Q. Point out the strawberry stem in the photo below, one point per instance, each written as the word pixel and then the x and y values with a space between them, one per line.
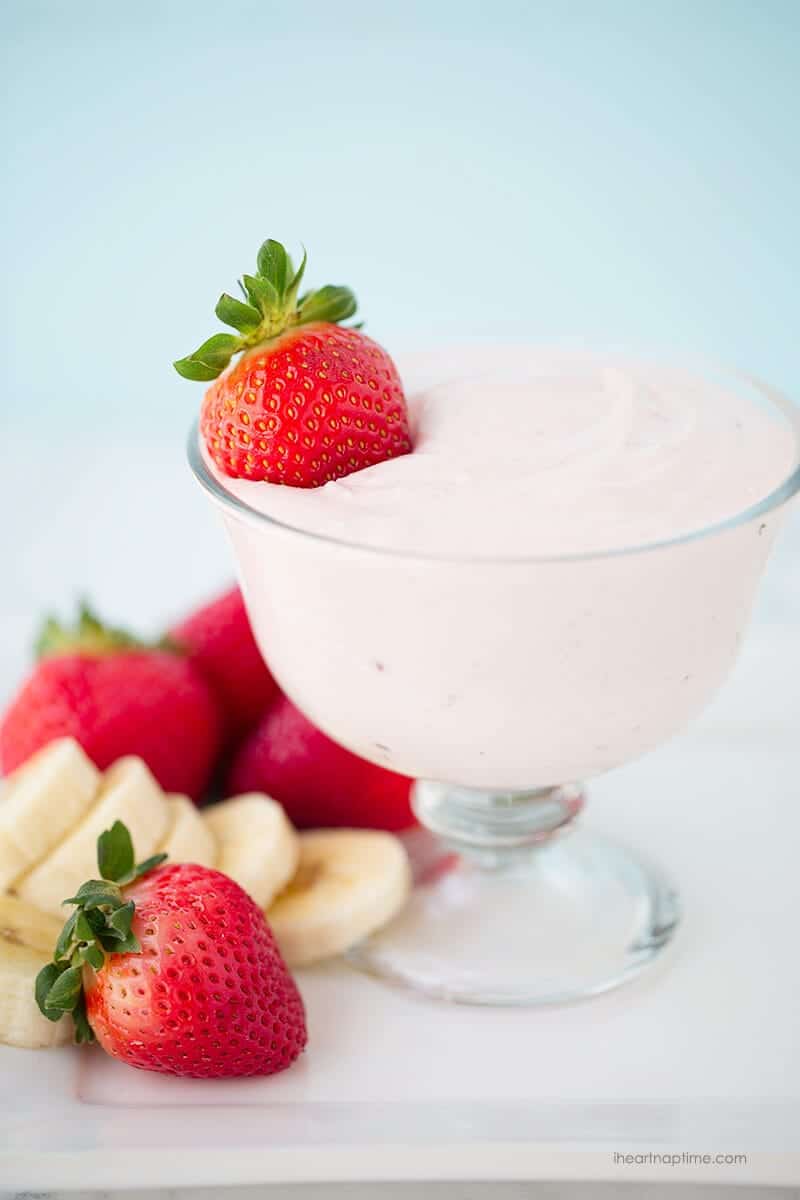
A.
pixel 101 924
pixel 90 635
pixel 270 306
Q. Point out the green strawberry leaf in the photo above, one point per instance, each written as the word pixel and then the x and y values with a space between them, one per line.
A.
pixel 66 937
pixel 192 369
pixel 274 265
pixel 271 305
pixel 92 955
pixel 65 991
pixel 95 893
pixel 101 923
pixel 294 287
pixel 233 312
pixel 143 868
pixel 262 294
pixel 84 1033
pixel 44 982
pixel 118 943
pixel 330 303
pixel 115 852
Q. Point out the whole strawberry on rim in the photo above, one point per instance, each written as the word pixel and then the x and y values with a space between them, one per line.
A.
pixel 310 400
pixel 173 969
+++
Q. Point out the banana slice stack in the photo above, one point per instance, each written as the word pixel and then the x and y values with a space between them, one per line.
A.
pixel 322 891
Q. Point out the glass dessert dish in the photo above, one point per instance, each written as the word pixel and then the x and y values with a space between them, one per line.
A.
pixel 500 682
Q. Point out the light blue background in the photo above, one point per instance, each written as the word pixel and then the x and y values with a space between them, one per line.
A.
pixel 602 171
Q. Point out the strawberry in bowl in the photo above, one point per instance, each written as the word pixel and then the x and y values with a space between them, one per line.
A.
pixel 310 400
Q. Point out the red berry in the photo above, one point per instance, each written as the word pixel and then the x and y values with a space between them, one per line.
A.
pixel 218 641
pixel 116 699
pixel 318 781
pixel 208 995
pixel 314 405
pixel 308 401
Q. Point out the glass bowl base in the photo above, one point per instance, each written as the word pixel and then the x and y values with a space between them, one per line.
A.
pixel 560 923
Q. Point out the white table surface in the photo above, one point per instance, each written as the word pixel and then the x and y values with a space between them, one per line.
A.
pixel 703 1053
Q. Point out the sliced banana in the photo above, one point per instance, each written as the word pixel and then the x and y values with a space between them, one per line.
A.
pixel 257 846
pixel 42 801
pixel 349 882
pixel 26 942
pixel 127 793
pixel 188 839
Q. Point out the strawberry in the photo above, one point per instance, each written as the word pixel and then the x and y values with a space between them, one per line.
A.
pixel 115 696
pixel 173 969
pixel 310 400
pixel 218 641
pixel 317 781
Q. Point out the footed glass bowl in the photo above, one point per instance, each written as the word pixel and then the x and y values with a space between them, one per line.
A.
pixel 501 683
+++
▸ WORK INSTRUCTIONS
In the data above, which lines have "banana"? Report each of them.

▸ EXERCISE ANSWER
Q. Point out the banana slice stack in the photo above, one point per instance, each written as the word pixel and then the x and y values with a space between them, one per line.
Q. Point out the sliced banana in the photo above, one point per instance, each written as the word pixel and then the x and y values with a space between them, one per line.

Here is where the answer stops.